* [Given instruction] Extract every line below that contains the word "blue".
------------------------------
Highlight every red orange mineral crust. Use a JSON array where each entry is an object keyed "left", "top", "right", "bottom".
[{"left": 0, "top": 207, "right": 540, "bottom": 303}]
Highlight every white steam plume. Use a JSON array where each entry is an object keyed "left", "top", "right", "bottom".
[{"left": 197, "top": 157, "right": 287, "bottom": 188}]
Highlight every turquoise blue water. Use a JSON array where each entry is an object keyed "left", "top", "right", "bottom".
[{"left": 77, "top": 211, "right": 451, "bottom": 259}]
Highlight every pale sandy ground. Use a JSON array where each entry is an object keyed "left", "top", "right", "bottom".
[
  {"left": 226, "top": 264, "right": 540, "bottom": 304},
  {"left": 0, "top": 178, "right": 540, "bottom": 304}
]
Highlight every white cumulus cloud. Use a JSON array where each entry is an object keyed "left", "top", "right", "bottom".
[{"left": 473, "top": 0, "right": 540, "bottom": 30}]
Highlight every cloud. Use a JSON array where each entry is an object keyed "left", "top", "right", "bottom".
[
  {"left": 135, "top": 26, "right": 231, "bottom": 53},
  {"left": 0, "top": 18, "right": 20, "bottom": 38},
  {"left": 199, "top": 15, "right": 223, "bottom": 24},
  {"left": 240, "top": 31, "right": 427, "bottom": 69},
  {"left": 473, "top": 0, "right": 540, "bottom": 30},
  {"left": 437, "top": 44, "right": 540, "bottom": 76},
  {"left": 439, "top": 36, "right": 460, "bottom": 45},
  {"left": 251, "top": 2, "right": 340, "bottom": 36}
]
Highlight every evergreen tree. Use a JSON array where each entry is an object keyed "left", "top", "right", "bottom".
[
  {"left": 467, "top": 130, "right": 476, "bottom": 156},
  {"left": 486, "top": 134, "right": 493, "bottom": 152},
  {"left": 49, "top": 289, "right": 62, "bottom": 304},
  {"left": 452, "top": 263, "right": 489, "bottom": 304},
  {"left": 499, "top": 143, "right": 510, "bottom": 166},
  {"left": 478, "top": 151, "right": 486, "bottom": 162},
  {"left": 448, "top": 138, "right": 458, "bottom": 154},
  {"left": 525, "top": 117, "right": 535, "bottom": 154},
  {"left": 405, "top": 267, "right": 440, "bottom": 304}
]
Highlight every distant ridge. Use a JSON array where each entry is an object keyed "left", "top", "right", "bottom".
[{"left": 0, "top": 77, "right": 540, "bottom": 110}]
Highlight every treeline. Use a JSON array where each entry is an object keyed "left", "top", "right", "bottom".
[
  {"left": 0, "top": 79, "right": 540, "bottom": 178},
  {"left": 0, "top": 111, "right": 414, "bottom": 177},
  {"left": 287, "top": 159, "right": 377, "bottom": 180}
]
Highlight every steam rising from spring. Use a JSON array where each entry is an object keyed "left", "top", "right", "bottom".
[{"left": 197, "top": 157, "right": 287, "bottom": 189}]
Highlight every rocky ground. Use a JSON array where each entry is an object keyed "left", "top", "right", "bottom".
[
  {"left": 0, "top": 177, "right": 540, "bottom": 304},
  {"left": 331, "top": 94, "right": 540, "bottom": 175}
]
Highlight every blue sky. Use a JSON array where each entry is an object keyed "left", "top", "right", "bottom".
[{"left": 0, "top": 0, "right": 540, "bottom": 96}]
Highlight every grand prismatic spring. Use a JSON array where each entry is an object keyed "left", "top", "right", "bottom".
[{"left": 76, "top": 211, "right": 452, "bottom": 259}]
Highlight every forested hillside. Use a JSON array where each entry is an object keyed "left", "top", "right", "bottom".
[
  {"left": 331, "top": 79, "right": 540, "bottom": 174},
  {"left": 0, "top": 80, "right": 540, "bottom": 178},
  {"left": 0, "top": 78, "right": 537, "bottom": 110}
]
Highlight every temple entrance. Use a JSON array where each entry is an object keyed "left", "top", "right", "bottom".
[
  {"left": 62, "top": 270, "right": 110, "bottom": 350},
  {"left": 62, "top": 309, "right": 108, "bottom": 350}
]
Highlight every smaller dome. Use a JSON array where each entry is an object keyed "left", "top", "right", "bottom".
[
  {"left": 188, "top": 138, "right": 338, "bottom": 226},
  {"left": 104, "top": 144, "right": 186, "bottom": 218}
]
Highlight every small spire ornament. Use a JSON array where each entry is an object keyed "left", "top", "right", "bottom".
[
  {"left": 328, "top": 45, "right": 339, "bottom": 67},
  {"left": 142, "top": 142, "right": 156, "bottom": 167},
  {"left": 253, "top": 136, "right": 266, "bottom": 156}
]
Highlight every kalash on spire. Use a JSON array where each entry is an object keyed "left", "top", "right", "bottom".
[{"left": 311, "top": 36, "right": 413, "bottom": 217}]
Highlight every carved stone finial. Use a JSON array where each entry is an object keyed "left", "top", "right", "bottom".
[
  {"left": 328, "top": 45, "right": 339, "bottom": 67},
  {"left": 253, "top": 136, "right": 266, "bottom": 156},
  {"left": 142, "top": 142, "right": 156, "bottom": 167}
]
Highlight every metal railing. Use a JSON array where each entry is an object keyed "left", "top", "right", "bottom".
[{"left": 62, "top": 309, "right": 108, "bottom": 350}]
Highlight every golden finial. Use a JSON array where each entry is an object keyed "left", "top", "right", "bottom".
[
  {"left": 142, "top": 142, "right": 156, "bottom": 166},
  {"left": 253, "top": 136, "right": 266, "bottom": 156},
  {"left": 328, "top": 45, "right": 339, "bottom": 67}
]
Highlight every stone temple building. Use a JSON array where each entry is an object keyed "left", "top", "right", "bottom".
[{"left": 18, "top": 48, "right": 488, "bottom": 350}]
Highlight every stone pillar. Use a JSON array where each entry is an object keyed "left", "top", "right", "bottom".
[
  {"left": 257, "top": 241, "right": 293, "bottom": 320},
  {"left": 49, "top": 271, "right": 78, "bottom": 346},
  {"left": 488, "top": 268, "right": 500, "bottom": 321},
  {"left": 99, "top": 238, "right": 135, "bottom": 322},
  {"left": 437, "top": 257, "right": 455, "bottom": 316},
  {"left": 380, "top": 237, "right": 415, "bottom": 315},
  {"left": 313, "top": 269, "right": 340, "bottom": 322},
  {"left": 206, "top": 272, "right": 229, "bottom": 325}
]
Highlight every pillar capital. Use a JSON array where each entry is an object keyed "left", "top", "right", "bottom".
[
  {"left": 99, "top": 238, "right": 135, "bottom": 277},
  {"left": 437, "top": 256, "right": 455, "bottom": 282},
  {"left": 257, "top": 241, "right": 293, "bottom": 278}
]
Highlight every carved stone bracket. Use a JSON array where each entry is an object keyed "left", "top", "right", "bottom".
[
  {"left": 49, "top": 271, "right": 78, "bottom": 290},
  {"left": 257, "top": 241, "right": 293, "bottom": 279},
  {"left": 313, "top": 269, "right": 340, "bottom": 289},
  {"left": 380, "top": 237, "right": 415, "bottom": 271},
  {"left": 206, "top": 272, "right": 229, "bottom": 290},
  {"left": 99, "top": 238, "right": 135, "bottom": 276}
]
------------------------------
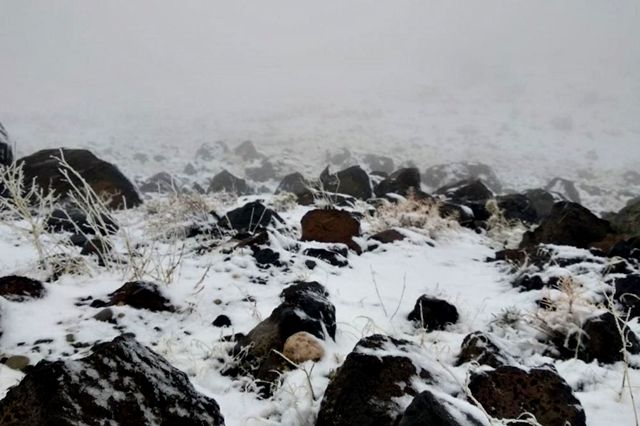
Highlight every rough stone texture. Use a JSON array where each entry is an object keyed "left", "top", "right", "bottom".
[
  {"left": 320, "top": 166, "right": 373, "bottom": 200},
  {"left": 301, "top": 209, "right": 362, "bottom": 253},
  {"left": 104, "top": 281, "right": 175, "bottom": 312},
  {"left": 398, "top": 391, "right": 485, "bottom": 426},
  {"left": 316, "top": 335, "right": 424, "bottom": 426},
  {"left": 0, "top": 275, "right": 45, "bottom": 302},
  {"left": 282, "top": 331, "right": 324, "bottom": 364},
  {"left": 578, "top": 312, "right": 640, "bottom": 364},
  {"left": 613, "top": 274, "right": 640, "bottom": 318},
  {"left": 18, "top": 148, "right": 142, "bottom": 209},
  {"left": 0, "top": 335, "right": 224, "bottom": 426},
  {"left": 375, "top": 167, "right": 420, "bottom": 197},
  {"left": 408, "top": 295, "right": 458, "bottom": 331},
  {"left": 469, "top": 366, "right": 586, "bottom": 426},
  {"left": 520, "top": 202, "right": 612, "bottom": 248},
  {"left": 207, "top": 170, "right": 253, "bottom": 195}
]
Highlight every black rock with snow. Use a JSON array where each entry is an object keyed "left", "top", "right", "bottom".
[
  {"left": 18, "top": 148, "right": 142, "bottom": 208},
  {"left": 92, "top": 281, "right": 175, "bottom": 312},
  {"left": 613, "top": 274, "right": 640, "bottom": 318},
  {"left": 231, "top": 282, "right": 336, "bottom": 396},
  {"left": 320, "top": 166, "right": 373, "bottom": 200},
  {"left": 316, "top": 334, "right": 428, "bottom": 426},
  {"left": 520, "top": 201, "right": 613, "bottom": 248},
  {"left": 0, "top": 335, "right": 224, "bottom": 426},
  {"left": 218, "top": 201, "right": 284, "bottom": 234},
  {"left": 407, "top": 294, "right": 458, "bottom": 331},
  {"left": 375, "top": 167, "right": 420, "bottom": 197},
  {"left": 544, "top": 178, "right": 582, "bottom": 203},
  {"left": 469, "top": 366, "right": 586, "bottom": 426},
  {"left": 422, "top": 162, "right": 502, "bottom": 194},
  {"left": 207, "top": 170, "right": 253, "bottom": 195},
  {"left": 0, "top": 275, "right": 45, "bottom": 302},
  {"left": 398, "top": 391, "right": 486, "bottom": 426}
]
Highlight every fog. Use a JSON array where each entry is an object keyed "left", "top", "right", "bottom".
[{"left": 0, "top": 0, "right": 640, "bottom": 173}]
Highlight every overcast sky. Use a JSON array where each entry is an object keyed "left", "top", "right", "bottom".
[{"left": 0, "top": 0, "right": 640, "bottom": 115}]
------------------------------
* [Response to this exercise]
Highlight every turquoise blue water. Use a JSON array where each entry is an object keyed "left", "top", "right", "bottom".
Highlight every blue sky. Use a JSON array where each entry is an object keyed "left", "top", "right", "bottom".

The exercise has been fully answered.